[Dataset items]

(begin)

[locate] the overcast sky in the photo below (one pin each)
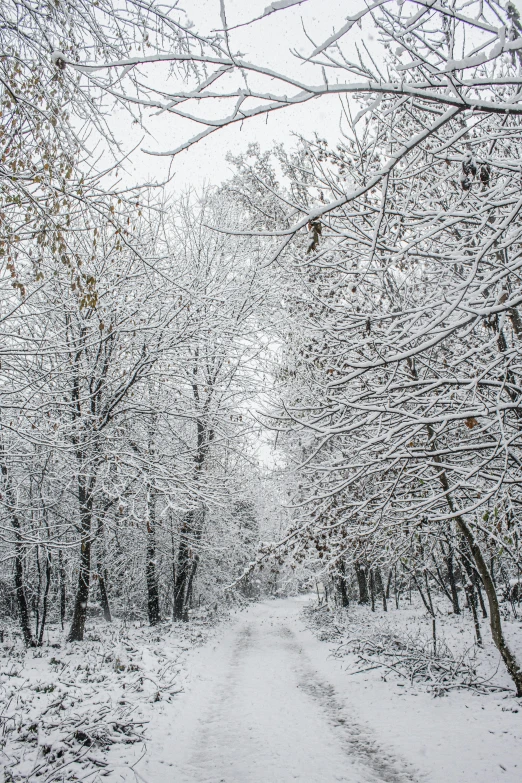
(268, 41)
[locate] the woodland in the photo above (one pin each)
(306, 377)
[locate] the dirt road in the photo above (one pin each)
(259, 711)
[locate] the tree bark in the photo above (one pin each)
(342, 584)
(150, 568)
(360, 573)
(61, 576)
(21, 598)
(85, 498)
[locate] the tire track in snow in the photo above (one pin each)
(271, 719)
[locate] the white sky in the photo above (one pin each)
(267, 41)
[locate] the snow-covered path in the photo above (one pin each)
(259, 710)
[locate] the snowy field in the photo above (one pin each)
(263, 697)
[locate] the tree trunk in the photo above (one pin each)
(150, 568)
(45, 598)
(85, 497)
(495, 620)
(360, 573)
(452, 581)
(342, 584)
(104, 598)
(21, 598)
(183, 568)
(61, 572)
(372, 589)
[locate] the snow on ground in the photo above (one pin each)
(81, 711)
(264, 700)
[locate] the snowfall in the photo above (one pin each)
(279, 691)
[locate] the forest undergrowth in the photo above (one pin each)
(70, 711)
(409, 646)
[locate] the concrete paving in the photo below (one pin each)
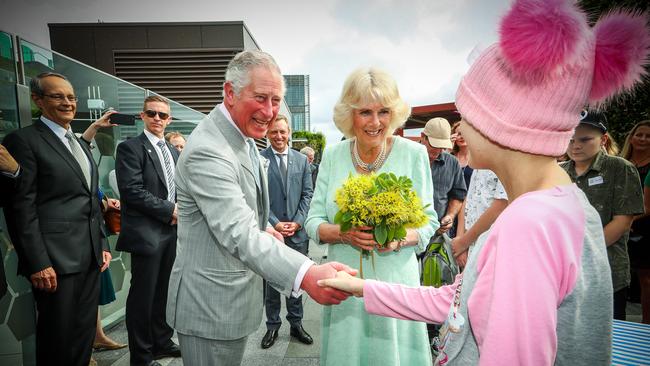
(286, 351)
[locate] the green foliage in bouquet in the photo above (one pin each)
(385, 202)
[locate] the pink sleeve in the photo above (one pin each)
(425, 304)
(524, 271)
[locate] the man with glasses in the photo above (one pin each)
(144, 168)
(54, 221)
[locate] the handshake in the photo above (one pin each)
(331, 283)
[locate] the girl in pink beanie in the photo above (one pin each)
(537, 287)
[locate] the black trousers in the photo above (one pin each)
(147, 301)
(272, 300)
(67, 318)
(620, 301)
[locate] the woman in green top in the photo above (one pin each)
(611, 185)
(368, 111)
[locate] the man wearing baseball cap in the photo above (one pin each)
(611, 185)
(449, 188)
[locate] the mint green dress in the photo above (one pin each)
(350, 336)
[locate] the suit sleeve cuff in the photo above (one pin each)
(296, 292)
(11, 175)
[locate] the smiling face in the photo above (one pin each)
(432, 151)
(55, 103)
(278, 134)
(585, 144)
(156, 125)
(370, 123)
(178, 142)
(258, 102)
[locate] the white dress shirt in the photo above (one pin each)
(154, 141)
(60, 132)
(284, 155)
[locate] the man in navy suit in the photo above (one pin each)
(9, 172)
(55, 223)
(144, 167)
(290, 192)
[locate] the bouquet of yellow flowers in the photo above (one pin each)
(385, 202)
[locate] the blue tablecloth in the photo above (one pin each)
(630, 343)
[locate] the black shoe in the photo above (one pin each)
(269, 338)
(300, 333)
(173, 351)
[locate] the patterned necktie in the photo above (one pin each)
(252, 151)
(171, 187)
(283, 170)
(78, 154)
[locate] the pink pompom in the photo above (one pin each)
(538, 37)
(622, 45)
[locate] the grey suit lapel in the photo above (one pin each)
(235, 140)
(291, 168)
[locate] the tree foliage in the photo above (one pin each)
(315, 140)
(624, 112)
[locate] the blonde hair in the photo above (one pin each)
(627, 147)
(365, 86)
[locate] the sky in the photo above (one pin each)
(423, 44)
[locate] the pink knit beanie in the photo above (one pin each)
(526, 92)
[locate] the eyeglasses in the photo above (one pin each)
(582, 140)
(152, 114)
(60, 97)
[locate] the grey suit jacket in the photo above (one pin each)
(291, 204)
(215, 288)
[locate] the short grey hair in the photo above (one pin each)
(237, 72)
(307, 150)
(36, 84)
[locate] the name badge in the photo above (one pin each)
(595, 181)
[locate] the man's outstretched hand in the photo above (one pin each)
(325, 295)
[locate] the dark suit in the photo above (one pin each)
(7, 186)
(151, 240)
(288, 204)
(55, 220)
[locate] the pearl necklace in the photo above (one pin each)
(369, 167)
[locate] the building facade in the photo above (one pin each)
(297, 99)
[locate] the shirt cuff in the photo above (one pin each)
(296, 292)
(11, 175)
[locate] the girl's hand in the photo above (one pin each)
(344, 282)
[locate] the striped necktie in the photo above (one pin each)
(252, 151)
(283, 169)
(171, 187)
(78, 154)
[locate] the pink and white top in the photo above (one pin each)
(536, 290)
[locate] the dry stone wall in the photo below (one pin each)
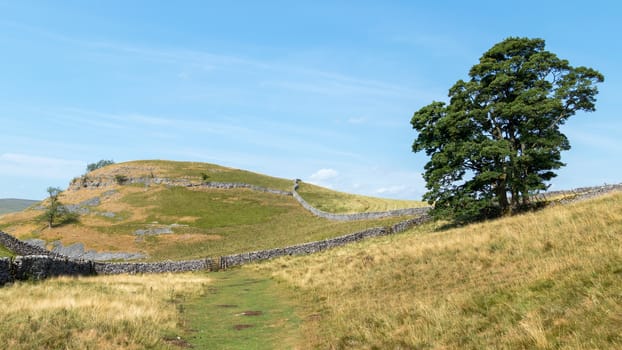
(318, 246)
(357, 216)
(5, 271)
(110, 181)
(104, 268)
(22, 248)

(end)

Task objective:
Copy the lines of the records from the line containing "[locate] the grey suit jacket" through the last line of the records, leaving the pictures out of your answer.

Finished exercise:
[locate] the grey suit jacket in the photo above (one pin each)
(291, 204)
(215, 288)
[locate] the short grey hair in the photo above (one pin each)
(237, 72)
(307, 150)
(36, 84)
[locate] the name badge in the photo above (one pin each)
(595, 181)
[locate] the man's outstretched hand in the photo above (one pin each)
(325, 295)
[locate] the dark suit in the photo above (one pin each)
(7, 186)
(151, 240)
(288, 204)
(55, 220)
[locate] the pearl necklace in the photo above (one pin each)
(369, 167)
[locate] the building facade in the photo above (one pin each)
(297, 99)
[locate] the shirt cuff in the photo above (one pin each)
(296, 292)
(11, 175)
[locate] the girl's hand in the photo above (one pin each)
(344, 282)
[locate] the striped necktie in the photo above (one pin each)
(252, 151)
(283, 169)
(171, 187)
(78, 154)
[locate] the pink and white top in the photo above (one pin each)
(536, 290)
[locate] the dry stone wall in the photo below (one pin each)
(318, 246)
(357, 216)
(5, 271)
(110, 181)
(104, 268)
(22, 248)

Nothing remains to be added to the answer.